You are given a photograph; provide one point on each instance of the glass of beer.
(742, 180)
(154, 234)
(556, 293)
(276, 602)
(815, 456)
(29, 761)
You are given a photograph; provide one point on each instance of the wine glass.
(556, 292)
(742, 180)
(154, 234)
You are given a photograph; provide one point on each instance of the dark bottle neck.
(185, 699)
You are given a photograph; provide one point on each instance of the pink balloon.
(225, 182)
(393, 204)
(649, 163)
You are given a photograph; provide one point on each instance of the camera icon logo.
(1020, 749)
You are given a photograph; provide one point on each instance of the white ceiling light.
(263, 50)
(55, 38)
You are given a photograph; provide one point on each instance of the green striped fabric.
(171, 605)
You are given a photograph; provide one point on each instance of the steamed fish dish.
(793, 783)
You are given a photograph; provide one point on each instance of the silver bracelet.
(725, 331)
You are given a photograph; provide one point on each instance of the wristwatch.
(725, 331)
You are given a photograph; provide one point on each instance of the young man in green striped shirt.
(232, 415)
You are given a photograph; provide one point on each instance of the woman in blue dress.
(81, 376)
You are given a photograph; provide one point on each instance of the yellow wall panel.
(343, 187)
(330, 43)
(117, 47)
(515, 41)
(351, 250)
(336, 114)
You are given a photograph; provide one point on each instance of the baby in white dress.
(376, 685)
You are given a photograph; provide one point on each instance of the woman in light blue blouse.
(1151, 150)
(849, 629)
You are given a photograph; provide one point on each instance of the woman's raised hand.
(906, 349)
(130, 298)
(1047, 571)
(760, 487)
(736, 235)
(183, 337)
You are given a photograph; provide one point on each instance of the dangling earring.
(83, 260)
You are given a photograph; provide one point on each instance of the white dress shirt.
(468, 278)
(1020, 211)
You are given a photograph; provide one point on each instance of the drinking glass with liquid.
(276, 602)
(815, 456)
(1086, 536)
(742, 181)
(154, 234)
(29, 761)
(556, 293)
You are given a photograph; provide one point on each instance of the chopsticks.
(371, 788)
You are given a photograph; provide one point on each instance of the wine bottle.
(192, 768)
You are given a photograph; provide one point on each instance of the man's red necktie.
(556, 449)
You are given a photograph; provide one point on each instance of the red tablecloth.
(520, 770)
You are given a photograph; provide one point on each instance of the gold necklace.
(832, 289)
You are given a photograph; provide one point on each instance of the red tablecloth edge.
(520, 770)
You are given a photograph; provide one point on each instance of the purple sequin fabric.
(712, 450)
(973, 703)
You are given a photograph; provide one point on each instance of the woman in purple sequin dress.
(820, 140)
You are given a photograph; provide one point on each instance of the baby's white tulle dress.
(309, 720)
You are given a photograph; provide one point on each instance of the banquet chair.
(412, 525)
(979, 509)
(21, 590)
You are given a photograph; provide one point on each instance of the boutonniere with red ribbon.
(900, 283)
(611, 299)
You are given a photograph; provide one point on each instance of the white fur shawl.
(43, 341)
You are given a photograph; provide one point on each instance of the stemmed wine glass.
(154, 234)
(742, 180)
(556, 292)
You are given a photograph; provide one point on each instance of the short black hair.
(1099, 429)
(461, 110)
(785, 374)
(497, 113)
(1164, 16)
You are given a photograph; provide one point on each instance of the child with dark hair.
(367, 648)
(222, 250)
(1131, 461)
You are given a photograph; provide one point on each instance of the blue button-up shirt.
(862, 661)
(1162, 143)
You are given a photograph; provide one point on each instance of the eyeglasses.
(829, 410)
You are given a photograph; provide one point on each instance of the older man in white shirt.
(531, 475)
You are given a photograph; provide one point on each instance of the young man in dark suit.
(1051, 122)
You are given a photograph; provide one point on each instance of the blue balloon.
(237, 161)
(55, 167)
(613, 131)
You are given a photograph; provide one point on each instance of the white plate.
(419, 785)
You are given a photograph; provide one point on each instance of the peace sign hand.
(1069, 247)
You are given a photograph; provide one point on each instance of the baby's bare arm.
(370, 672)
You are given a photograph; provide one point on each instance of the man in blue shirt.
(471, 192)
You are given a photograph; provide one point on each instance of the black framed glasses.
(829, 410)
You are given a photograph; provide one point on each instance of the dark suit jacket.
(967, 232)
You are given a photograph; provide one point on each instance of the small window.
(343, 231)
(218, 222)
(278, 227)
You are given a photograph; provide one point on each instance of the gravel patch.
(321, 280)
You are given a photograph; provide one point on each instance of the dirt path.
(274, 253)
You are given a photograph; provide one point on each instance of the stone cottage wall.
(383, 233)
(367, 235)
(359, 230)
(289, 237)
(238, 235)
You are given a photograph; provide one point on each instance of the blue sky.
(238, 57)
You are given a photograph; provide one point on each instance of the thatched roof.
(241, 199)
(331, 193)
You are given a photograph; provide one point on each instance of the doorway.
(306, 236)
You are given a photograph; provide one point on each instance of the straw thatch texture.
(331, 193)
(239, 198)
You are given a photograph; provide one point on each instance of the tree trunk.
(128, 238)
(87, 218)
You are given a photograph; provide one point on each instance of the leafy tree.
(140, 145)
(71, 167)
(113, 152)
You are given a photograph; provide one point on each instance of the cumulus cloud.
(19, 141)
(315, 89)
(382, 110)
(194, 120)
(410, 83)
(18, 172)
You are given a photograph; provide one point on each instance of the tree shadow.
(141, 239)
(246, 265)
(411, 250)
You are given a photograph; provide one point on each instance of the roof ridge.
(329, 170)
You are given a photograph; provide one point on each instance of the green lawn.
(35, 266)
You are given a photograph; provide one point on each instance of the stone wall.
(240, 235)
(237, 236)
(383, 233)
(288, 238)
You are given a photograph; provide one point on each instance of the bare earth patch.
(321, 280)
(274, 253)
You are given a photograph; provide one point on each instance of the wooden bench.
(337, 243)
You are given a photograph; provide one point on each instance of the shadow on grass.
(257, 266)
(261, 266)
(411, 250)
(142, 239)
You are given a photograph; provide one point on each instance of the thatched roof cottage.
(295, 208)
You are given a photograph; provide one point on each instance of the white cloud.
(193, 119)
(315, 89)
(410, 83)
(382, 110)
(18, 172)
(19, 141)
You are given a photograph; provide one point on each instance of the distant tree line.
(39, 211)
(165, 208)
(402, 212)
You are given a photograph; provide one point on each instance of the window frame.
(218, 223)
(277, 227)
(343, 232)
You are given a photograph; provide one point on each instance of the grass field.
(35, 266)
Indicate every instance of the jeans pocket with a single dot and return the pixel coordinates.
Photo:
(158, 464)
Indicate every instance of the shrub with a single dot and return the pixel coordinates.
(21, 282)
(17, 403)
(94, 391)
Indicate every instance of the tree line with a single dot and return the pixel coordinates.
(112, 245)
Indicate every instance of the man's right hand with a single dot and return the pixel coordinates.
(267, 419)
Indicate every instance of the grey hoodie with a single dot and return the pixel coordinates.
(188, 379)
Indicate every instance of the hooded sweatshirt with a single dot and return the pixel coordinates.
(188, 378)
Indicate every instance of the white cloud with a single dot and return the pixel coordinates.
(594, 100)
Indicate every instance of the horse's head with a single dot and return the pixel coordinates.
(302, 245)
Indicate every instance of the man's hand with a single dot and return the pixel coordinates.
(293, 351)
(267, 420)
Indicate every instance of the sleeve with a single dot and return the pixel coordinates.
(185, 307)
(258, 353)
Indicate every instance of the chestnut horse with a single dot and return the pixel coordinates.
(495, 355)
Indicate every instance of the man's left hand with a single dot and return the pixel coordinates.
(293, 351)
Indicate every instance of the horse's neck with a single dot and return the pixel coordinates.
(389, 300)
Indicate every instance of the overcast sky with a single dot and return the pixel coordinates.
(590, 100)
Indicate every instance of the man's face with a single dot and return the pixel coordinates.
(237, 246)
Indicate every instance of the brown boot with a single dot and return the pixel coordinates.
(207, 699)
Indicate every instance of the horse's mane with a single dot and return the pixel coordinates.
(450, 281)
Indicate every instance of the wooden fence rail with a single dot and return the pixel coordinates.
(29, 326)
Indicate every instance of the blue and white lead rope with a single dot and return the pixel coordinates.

What the task asks ▸
Starting with the line that has "Indicate every instance of the hooded", print each remaining line of the listing exactly.

Reply ▸
Indicate every instance of the hooded sweatshirt with a single dot and return the pixel coordinates.
(188, 378)
Indicate every instance of the white cloud with a single dot and return the pixel coordinates.
(594, 100)
Indicate every instance of the horse's head with a single dot and return the pixel coordinates.
(302, 245)
Indicate every instance of the man's hand with a single dot and return the pixel coordinates.
(293, 351)
(267, 420)
Indicate every instance of the sleeve with a single dot and return the pixel coordinates.
(185, 307)
(258, 353)
Indicate every instance of the chestnut horse with a single dot and return the pixel coordinates.
(495, 355)
Indicate every instance of the man's left hand with a single dot and return the pixel coordinates.
(293, 351)
Indicate every instance of the horse's neck with a single dot and return the pixel coordinates.
(389, 300)
Indicate every instance of the overcast sky with a single dot and return the pixel coordinates.
(590, 100)
Indicate every instance of the man's face with a single dot and return the pixel coordinates.
(237, 246)
Indicate every instance of the brown boot with a single dot and return the pixel coordinates.
(207, 699)
Indicate every instance of the horse's mane with a single dot and return the pixel coordinates.
(450, 281)
Indicate every instance of the wooden fence rail with a single dot and return the pixel coordinates.
(29, 326)
Indicate every instance of the blue and white lead rope with a single dot and return the pixel coordinates.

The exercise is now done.